■ TASK PROMPT
Return the listing below word for word.

════════════════════

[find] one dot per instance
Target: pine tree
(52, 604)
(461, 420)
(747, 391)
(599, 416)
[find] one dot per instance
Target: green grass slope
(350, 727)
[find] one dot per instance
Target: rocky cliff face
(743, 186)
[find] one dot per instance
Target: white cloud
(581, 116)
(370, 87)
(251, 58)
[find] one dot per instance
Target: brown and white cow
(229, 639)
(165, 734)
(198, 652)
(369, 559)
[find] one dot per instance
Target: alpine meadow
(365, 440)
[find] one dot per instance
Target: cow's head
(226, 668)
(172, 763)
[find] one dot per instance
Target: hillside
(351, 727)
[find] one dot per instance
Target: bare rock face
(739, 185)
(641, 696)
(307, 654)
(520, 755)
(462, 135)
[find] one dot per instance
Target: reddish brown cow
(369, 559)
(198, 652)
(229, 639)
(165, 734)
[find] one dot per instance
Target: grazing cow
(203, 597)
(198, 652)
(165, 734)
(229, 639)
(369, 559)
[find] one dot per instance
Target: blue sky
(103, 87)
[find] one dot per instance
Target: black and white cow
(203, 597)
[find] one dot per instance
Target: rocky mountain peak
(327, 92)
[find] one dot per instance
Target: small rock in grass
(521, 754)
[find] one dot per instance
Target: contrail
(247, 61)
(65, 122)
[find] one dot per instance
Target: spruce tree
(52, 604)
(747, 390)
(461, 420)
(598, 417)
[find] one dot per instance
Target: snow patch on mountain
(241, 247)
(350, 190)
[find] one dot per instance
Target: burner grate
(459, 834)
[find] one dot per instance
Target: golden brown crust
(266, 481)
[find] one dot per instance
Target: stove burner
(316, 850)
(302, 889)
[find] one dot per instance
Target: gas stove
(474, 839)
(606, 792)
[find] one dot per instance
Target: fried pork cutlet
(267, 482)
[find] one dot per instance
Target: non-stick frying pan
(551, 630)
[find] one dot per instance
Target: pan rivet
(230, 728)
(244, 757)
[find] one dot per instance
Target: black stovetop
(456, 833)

════════════════════

■ OUTPUT FOR THIS EXERCISE
[find] one dot per instance
Target: pine tree
(52, 604)
(461, 420)
(747, 391)
(599, 416)
[find] one dot per instance
Target: green grass slope
(350, 727)
[find] one dot per instance
Target: rocky cliff face
(743, 186)
[find] one dot per instance
Target: white cloud
(581, 116)
(370, 87)
(251, 58)
[find] one dot per instance
Target: brown and white cow
(229, 639)
(165, 734)
(198, 652)
(369, 559)
[find] one dot per instance
Target: alpine meadow
(365, 440)
[find] one dot per instance
Target: cow's head
(226, 668)
(172, 763)
[find] one dot per instance
Target: hillside
(351, 727)
[find] one dot per instance
Target: bare rock face
(739, 185)
(641, 696)
(307, 654)
(520, 755)
(462, 135)
[find] one dot per instance
Target: reddish brown cow
(369, 559)
(198, 652)
(229, 639)
(165, 734)
[find] one dot per instance
Target: grazing cow
(203, 597)
(198, 652)
(165, 734)
(229, 639)
(369, 559)
[find] one dot per instance
Target: blue sky
(103, 87)
[find] one dot per instance
Target: black and white cow
(203, 597)
[find] one dot per instance
Target: rocky mountain peak
(327, 92)
[find] one dot per instance
Target: small rock in grass
(521, 754)
[find] one dot per instance
Target: contrail
(247, 61)
(65, 122)
[find] one dot per instance
Target: spruce tree
(52, 604)
(747, 390)
(461, 420)
(598, 417)
[find] one dot per instance
Target: snow patch on mountain
(241, 247)
(350, 190)
[find] one dot per instance
Target: burner grate
(459, 834)
[find] one dot per instance
Target: golden brown crust
(266, 481)
[find] one dot per instance
Target: stove burner
(316, 850)
(302, 889)
[find] one dot per instance
Target: gas stove
(474, 839)
(606, 792)
[find] one dot per instance
Target: fried pork cutlet
(267, 482)
[find] one dot per instance
Target: non-stick frying pan
(551, 630)
[find] one dot per instance
Target: pan rivet
(230, 728)
(244, 757)
[find] one dot per instance
Target: black stovetop
(456, 833)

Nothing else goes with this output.